Short exercise: Return exactly the lines from the one bearing "Target: small rock" through the last, and no others. Pictures must be left out.

(Source data)
○ ○ ○ ○ ○ ○ ○

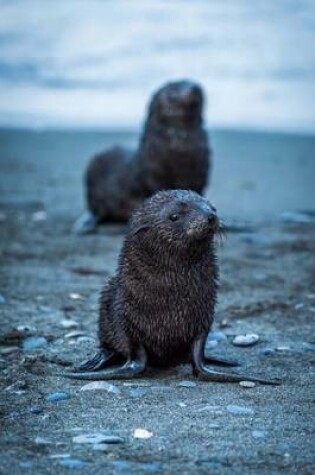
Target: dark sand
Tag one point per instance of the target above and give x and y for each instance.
(267, 287)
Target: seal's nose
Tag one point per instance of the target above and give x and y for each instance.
(190, 94)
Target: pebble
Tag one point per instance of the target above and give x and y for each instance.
(239, 410)
(100, 447)
(39, 216)
(259, 434)
(36, 409)
(34, 342)
(247, 384)
(246, 340)
(187, 384)
(67, 323)
(75, 296)
(138, 392)
(216, 336)
(75, 334)
(7, 350)
(26, 329)
(18, 386)
(101, 385)
(142, 434)
(267, 351)
(74, 463)
(27, 465)
(55, 397)
(97, 438)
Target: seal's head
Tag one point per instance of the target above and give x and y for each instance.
(177, 103)
(178, 218)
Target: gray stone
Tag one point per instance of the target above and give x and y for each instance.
(259, 434)
(246, 340)
(101, 386)
(239, 410)
(55, 397)
(97, 438)
(33, 343)
(74, 463)
(187, 384)
(138, 392)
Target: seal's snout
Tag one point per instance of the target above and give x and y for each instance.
(190, 95)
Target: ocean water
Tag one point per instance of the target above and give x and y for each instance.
(94, 64)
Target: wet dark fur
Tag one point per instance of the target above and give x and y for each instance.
(164, 292)
(173, 153)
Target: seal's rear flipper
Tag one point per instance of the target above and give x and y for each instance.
(86, 224)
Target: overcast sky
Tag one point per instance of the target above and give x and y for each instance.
(95, 63)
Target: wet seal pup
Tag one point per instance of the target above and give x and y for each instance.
(173, 153)
(159, 307)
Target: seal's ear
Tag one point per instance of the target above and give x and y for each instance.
(139, 229)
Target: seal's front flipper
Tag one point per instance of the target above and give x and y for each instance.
(220, 361)
(129, 370)
(86, 224)
(99, 361)
(206, 374)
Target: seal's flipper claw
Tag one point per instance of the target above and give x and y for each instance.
(220, 361)
(85, 224)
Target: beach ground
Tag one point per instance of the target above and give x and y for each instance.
(50, 284)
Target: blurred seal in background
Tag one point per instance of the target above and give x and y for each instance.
(173, 153)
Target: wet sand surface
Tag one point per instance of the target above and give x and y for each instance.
(50, 283)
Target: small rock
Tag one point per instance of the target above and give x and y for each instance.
(34, 342)
(187, 384)
(214, 426)
(74, 463)
(7, 350)
(75, 296)
(142, 434)
(55, 397)
(17, 387)
(100, 447)
(259, 434)
(97, 438)
(216, 336)
(247, 384)
(39, 216)
(101, 385)
(138, 392)
(36, 409)
(267, 351)
(239, 410)
(26, 465)
(246, 340)
(75, 334)
(26, 329)
(67, 323)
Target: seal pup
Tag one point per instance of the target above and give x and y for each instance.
(173, 153)
(159, 307)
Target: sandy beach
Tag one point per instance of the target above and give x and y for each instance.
(263, 187)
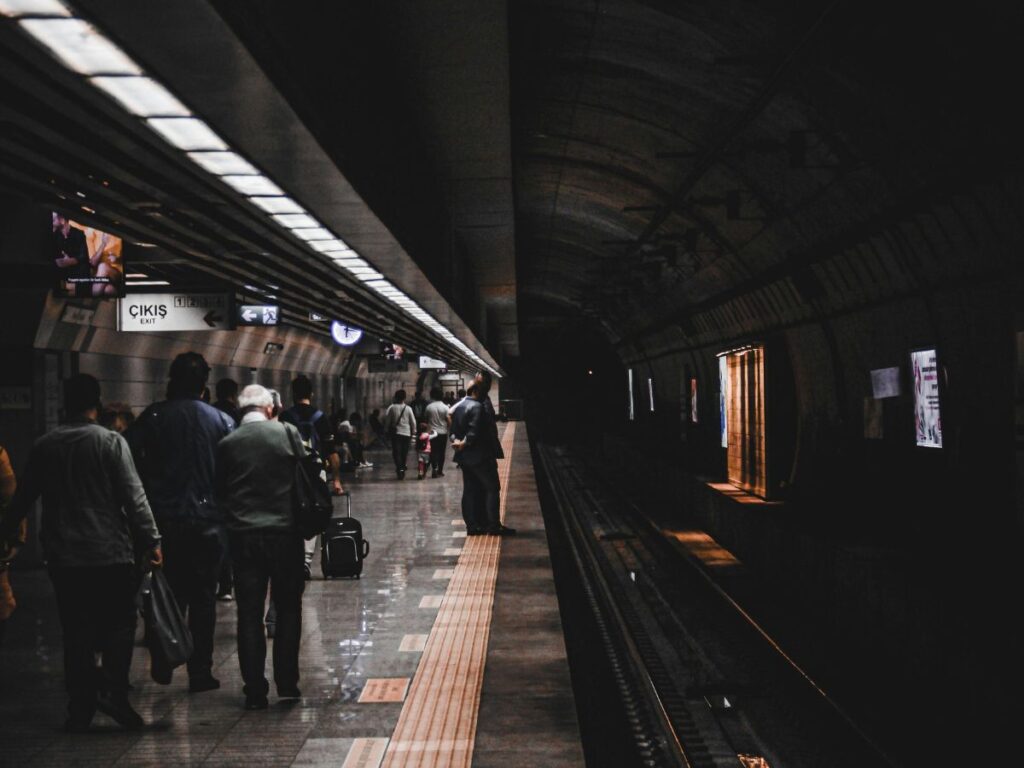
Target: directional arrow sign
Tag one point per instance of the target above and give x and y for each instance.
(174, 311)
(258, 314)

○ ○ ○ ○ ○ ○ ○

Answer to the task:
Target: small rock
Tag one point per instance of the target above and give x and y for each instance.
(34, 342)
(187, 384)
(214, 426)
(74, 463)
(7, 350)
(75, 296)
(142, 434)
(55, 397)
(17, 387)
(100, 447)
(259, 434)
(97, 438)
(216, 336)
(247, 384)
(39, 216)
(101, 385)
(138, 392)
(36, 409)
(267, 351)
(239, 410)
(26, 465)
(246, 340)
(75, 334)
(26, 329)
(67, 323)
Target: seal pup
Tag one point per instance of the target above and give x and y for each instance.
(173, 153)
(159, 307)
Target: sandy beach
Tag one point per instance of the target above and give x and y for each instance.
(263, 187)
Target: directional arrow sign
Tag one point per instance of the target above and give x and y for each instance.
(174, 311)
(258, 314)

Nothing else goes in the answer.